### Text excerpt
++++++++++++++++++++

Subscribe to our weekly newsletter

@
Story image

With the Supreme Court of India banning use of sound polluting fire crackers over  past few years, Diwali in Bengal and specially in Kolkata has become a quieter affair. But if we are happy thinking, we have killed demons of noise pollution, hardly many of us know that the colourful sparklers and the ‘lesser devil’ tubris and charkis are spewing venom in the environment, that can be more lethal to your child’s health.   

As Kolkata based paediatrician Santanu Ray says: “Given the kind of situation Kolkata is in right now, the cutting down of time limit wouldn’t help much. Crackers have already started making noise. If someone wishes to, they will do it in the days before Diwali, as they have already started to. If one would have lit 2 tubris before, he’ll try to light 4-6 at a go in order to have the same fun. Until and unless people become more considerate and aware, nothing much can be done. Children are already falling sick. Breathing trouble is increasing with every passing day. Kolkata has almost become like Delhi. Unless there is a complete ban, no one can stop the distress of children and elderly people.”

The smoke released by vibrant lights of sparklers contain a deadly concoction of chemicals (see table for details) that could be detrimental to the environment and to a child or adult’s health. According to environmental experts, every year during Diwali, air pollution goes up by 50%. The sound pollution created by explosives is a temporary problem, but the air pollutants released by silent crackers remain suspended in the air for a long time and cause severe health issues in the long run, even weeks after Diwali is over. 

Take for example fuljhuris and rang mashals, their red colour is due to toxic chemicals such as strontium nitrate, sulphate and carbonate. Strontium is a silvery-yellow metal which when burnt, turns red and is highly reactive with air. Copper compounds offer blue hues and even if those dazzling lights are a treat to your eyes, they have severe impact on the respiratory tract and eyes. While, the green flame caused by Barium salts, cause gastrointestinal disorders and weakness in the muscles. Cadmium is another element in silent crackers which damages lungs and causes severe breathing problems. Even the muted white and silver hues of sparklers are due to magnesium and aluminium that can be carcinogenic when oxidised in presence of air. The smoke that hangs in the air is of deadly sulphur dioxide that are a sure causative agent of lung cancer. 

Pune-based environmental activist Karuna Mehta, says, "Firecrackers must be avoided as they cause a number of health hazards. The smog after Diwali is an evidence of how much pollution it caused. People often suffer from respiratory problems such as asthma and bronchitis.” According to a recently conducted scientific research, it has been deduced that the Snake Sting, popularly known as Saap Baazi in Bengali, is the most dangerous among silent crackers. And since it is quite popular among children, it is even more worrying. It takes about twelve seconds to burn and harms the vulnerable lungs of kids. No wonder, paediatricians in Kolkata observe a sudden spurt in respiratory diseases among children post Diwali and many have to be put on nebulisers too. 

The magnitude of the problem thus is more than we can ever envisage and can hardly be stopped by court diktats. It’s our awareness that can put to rest the smoke demons.

++++++++++++++++++++

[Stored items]
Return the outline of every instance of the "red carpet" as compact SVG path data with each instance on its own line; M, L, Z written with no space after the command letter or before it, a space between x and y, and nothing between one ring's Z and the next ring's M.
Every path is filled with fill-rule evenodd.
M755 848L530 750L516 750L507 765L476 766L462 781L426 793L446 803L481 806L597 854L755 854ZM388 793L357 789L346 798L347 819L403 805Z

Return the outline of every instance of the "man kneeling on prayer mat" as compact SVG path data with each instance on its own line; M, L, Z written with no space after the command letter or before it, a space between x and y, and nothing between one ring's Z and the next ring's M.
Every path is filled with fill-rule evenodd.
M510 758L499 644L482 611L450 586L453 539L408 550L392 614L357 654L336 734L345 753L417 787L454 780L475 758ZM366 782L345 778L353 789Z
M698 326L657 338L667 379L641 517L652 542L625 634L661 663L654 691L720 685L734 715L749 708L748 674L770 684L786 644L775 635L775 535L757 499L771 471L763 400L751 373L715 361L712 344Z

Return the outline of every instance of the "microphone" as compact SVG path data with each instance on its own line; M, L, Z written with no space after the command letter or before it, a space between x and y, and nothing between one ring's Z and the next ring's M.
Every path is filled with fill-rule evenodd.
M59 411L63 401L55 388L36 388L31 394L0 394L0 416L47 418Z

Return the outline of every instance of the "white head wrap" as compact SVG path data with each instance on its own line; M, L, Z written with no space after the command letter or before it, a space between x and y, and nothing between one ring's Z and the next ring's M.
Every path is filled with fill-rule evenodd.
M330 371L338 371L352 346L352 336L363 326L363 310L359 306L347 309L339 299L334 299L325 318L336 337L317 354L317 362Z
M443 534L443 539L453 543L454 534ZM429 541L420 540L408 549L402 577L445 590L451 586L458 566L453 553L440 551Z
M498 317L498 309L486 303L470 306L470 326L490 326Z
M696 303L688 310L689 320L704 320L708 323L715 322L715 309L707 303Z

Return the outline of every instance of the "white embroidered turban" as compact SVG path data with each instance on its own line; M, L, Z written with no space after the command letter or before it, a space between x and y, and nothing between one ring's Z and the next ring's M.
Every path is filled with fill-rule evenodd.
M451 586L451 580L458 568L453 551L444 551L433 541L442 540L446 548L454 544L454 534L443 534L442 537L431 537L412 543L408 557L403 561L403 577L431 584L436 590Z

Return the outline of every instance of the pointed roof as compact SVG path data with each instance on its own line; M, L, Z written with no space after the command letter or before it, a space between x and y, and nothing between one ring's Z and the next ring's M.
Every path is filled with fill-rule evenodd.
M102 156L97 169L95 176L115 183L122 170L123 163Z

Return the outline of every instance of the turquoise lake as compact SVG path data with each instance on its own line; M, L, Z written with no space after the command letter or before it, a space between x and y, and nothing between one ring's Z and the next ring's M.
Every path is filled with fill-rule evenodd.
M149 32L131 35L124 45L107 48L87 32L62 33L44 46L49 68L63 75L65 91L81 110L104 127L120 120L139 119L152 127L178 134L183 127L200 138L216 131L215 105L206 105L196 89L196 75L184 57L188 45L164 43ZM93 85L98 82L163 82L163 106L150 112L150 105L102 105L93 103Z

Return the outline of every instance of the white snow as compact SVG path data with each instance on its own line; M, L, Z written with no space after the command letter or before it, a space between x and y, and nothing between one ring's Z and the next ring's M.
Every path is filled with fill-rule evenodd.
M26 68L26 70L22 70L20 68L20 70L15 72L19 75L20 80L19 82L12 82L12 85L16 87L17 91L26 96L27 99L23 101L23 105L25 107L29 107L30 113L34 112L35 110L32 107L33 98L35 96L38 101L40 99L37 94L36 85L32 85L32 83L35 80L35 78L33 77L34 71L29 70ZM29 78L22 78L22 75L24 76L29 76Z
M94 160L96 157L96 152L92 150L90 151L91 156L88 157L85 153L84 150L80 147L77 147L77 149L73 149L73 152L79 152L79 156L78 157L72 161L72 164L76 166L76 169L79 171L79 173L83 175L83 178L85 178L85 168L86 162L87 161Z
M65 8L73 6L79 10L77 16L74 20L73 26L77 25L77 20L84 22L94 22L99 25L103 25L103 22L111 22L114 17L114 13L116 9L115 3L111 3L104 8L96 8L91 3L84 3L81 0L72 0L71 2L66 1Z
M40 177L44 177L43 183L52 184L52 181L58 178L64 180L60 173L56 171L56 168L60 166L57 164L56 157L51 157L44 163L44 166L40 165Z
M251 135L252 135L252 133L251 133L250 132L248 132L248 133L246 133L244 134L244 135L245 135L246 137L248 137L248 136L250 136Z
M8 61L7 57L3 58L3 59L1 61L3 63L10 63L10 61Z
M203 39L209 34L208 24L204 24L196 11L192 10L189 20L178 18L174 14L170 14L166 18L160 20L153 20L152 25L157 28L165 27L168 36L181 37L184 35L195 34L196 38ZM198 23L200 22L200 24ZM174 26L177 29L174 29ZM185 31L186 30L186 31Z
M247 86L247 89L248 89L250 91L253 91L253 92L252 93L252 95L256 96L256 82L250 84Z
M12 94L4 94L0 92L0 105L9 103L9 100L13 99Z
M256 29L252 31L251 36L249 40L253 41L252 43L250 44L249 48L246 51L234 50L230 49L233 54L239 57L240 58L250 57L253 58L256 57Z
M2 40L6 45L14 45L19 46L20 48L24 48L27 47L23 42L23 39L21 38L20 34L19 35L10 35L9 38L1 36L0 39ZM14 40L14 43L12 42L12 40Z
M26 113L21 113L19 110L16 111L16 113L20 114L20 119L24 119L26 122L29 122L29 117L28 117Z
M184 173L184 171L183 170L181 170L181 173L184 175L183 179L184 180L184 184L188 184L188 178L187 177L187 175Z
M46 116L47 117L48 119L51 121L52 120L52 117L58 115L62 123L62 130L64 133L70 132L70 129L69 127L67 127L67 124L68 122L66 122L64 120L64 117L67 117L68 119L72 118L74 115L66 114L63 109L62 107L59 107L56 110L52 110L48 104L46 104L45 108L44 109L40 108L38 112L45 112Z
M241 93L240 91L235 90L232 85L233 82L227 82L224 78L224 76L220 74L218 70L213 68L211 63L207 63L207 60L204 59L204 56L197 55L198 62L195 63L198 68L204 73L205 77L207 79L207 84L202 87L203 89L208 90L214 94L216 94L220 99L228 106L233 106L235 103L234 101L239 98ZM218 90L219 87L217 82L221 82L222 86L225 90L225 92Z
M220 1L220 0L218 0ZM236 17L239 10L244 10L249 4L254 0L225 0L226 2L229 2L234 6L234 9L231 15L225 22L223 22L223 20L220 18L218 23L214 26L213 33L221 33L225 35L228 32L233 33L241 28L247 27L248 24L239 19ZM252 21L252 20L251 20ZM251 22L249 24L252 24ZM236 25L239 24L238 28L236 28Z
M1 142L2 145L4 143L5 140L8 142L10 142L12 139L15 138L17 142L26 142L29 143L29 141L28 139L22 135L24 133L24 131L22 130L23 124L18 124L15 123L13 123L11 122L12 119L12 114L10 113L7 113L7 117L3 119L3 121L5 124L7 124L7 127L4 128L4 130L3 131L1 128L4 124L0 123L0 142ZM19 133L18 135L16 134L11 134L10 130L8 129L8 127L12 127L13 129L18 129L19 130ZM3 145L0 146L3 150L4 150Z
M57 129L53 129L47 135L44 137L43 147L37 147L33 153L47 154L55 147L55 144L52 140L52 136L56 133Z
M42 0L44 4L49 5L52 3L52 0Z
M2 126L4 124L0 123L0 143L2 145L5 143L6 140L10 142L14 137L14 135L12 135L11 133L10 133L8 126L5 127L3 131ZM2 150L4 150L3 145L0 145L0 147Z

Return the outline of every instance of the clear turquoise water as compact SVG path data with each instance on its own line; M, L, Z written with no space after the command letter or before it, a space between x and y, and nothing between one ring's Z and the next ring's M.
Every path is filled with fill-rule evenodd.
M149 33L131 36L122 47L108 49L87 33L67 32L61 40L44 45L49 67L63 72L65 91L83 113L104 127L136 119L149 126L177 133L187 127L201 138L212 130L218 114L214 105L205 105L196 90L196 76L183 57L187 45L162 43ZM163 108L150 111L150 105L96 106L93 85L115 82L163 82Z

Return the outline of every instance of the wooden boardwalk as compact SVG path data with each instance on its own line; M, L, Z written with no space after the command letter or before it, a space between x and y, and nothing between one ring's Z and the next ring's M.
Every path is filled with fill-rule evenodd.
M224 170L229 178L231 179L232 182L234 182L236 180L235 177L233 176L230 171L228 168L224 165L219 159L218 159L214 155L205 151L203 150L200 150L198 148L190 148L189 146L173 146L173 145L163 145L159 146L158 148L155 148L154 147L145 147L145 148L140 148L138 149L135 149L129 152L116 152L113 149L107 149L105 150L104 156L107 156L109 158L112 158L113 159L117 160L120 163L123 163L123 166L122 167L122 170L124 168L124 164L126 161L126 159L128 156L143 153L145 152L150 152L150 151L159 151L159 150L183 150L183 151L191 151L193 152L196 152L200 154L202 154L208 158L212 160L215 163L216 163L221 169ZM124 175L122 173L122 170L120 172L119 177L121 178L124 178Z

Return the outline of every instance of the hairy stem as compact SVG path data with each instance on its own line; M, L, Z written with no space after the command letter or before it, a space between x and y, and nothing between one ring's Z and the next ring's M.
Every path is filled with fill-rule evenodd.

++++++++++++++++++++

### Problem to work on
According to the article on Diwali crackers, how long does the Snake Sting take to burn? The data stored here is separate material and is not part of the article on Diwali crackers.

### Your solution
About twelve seconds.